■ Exercise ■
Start at the line that contains "Your objective is to locate every instance of grey". Repeat it and each line after it, exactly, up to and including the final line of the data.
Content starts
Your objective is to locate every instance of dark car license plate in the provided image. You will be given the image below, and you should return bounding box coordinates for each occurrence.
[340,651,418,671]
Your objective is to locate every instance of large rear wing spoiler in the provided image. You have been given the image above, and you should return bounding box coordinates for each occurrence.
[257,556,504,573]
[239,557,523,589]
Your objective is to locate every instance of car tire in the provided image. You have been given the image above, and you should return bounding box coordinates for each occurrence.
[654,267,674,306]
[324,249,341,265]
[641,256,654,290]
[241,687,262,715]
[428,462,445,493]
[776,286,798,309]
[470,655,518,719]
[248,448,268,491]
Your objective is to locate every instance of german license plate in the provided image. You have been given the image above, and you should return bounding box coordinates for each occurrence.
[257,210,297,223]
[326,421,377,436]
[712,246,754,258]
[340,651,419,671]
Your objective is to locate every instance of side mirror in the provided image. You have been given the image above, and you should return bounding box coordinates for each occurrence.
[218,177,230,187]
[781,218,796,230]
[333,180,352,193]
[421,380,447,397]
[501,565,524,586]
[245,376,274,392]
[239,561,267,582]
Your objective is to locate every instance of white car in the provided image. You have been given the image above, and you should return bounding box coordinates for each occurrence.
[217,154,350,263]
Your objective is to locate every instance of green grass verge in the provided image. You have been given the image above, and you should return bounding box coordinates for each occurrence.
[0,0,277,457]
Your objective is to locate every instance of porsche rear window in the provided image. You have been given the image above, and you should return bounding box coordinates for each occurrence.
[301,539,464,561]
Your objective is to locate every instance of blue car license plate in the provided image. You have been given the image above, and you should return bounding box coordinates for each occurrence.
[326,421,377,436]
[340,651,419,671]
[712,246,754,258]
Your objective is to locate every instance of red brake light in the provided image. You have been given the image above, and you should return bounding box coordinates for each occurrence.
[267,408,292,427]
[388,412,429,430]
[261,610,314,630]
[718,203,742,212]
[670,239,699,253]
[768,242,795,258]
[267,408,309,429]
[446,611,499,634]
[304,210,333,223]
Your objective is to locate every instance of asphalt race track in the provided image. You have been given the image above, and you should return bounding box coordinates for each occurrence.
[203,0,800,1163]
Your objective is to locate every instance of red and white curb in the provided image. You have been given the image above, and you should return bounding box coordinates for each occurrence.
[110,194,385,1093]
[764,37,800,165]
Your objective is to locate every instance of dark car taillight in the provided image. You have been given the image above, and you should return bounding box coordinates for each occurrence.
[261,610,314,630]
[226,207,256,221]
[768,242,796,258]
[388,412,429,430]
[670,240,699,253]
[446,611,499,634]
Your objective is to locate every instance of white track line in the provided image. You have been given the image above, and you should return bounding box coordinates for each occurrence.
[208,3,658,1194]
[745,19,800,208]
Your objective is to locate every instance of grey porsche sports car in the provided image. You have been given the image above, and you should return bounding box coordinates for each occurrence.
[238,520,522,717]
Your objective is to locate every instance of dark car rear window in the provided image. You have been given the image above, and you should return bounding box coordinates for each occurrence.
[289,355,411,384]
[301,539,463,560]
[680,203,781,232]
Content ends
■ Written response ■
Your objective is to locate every instance of grey porsche sports car in the provided image. You have been given the image above, and you should return bounding box coordinates for each occurrence.
[238,520,522,717]
Your objective is to locate every instance of dark car rear window in the provided image. You have been given the image above, and you should return bounding box coordinates for each occurrence.
[289,355,411,384]
[301,539,463,560]
[680,203,781,232]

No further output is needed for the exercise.